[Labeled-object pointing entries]
___
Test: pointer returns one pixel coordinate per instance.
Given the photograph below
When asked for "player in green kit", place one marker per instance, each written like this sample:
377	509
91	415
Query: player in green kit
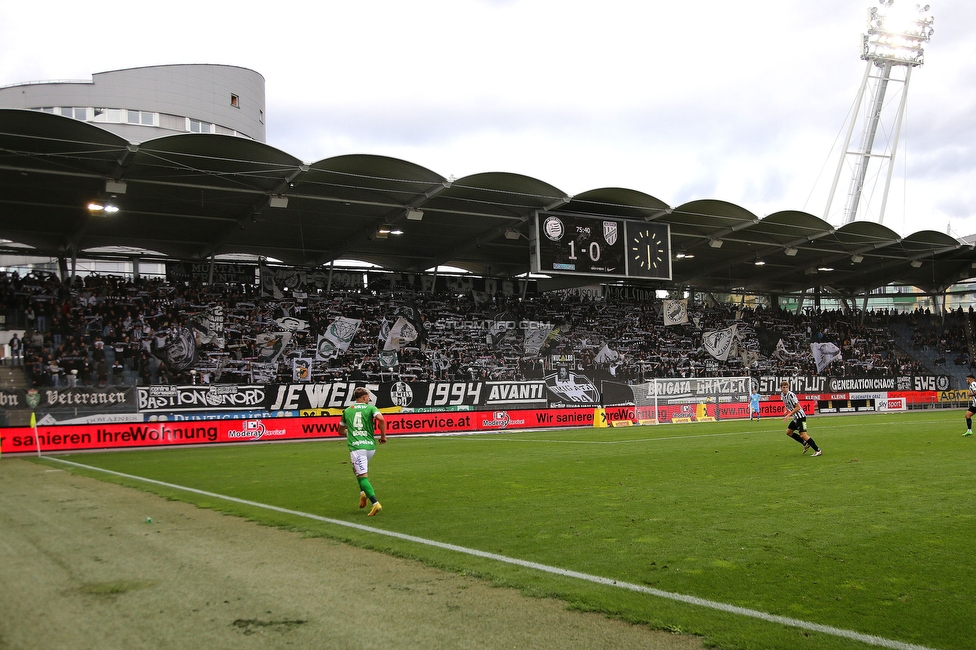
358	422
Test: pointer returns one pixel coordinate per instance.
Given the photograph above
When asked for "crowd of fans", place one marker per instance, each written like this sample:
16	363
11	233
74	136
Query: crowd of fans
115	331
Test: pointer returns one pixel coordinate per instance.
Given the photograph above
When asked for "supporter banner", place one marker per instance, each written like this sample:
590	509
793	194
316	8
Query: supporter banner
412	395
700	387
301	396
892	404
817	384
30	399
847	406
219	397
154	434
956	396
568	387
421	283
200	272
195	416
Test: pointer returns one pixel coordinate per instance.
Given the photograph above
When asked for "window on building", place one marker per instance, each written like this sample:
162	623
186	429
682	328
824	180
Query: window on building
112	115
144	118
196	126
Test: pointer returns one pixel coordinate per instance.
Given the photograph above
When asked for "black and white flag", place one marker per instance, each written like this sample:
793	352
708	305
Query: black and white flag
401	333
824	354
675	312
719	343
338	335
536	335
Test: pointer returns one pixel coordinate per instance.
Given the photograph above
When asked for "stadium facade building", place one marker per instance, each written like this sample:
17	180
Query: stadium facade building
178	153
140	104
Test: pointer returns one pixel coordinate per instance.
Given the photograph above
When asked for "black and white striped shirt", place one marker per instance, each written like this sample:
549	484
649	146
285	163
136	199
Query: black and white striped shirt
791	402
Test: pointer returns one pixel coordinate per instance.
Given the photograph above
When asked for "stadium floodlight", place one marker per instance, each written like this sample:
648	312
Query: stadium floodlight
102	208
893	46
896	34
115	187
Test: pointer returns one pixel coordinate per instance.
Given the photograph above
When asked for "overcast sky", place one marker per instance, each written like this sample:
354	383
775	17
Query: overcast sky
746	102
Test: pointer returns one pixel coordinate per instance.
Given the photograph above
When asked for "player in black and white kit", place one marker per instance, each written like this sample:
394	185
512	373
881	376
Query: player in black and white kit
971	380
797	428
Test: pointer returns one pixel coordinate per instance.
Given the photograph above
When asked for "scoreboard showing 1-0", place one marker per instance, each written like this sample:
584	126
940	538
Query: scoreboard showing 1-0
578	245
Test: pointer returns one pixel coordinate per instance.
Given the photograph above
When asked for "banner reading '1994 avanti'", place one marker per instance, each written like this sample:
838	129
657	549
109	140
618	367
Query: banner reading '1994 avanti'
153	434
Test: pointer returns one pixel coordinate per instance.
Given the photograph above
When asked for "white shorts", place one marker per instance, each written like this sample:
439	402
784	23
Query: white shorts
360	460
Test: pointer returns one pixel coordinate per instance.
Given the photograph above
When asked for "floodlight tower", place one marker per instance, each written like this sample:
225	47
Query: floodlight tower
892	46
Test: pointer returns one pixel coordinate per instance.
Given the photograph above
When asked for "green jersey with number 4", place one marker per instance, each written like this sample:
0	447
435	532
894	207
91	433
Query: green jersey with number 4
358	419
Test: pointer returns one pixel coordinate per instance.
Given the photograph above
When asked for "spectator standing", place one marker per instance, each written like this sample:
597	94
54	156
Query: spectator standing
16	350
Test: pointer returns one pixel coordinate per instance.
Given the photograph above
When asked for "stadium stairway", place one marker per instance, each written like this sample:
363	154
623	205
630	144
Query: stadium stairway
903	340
___
→ **WRITTEN TASK**:
Reproduce the data verbatim. Do not carry any picture into the copy.

→ **PROBLEM SOLUTION**:
Test: pointer returns one pixel coordinate per instance.
Given the photograph below
When asked for "player in green kit", place one marker per instance, each written like this sample:
377	509
91	415
Query: player in green kit
358	422
Test: pointer returns one pixel coordinate per instance.
Given the photograph above
When asked for "crowd of fans", place one marker per instance, each written like this sample:
16	363
11	233
74	136
Query: crowd of fans
115	331
Test: pointer returns one pixel coordinate per instance.
Given the photograph above
When asked for "supporter banner", place one marker per instance, each written like this sample:
590	509
793	194
316	8
Query: supporter banner
412	395
700	387
301	396
892	404
817	384
30	399
847	406
219	397
154	434
956	396
568	387
421	283
200	272
195	416
Test: pointer returns one pixel coordinate per instance.
Given the photograph above
When asked for "window on building", place one marker per instance, each written like this sample:
162	623
186	429
682	328
824	180
Query: window on building
112	115
144	118
196	126
Test: pointer returns one pixel coordinate per instance.
Given the photograph above
When asked for "black and white flag", place one marker per instance, each written like this sample:
793	352
708	305
Query: black and white flag
401	333
824	354
675	312
719	343
338	335
536	335
Test: pointer returns one pixel coordinate per instance.
Given the photograph above
When asked for "stadium facade building", place one marker per instance, each written like this sample:
17	180
Query: stadium facade building
178	153
140	104
Test: pointer returns one pixel coordinate per instance.
Given the photograph above
When asked for "black and white striped shirt", place one marker per instance, each written like this sample:
549	484
649	146
285	163
136	199
Query: black and white striped shirt
791	402
Test: pointer returns one pixel coordinate per instance.
Given the photograph above
When asked for "stadium floodlight", place one marker per instance, each written like this sample:
648	312
Query: stadium floodlight
102	208
893	46
896	34
115	187
Test: pointer returns one pixel coordinate per instance.
Given the photograph above
When asked for "overcast sky", place one marker per instance, each written like this sample:
354	383
775	17
Query: overcast sky
746	102
Test: pointer returns one pixel coordinate per instance.
Given the photograph above
When asked for "player in black and white kit", place one marker per instance, each written like this sample:
394	185
512	373
881	376
Query: player in black and white kit
971	380
797	428
Test: pointer returns one pixel coordinate per instance.
Given the photograph above
When asked for "scoreboard showing 1-0", place one marker per instance, each written like this sample:
584	126
940	538
Query: scoreboard showing 1-0
578	245
Test: pointer returns one pixel coordinate per instance.
Given the photograph above
When asked for "banner reading '1994 avanti'", place one marker per instance, each written like this sample:
838	129
657	549
109	140
618	367
Query: banner reading '1994 avanti'
153	434
Test: pointer returns one pixel coordinate per instance.
Given the photograph above
When asked for "white shorts", place one marker per instance, each written like this sample:
439	402
784	23
Query: white shorts
360	460
Test: pointer returns one pixel coordinate per instance.
Given the photograph above
When asked for "floodlight tower", place one marker per instance, each written like this sample:
225	47
Query: floodlight tower
892	46
Test: pointer returns one pixel coordinate per instance.
Given the photograph above
When asked for "green jersey with number 4", place one marker per instance, each written like this sample:
0	447
435	532
894	207
91	433
Query: green jersey with number 4
358	419
Test: pointer returns one pixel coordinate per instance.
Given the photograph above
When asked for "spectator standing", place one marker per instance, each written like this sample:
597	94
54	156
Query: spectator standing
16	350
Test: pointer returns one pixel coordinate per instance.
Given the photograph above
When asked for "stadium stairway", place one marker per instance, each written like this sample:
363	154
623	205
630	144
Query: stadium stairway
903	340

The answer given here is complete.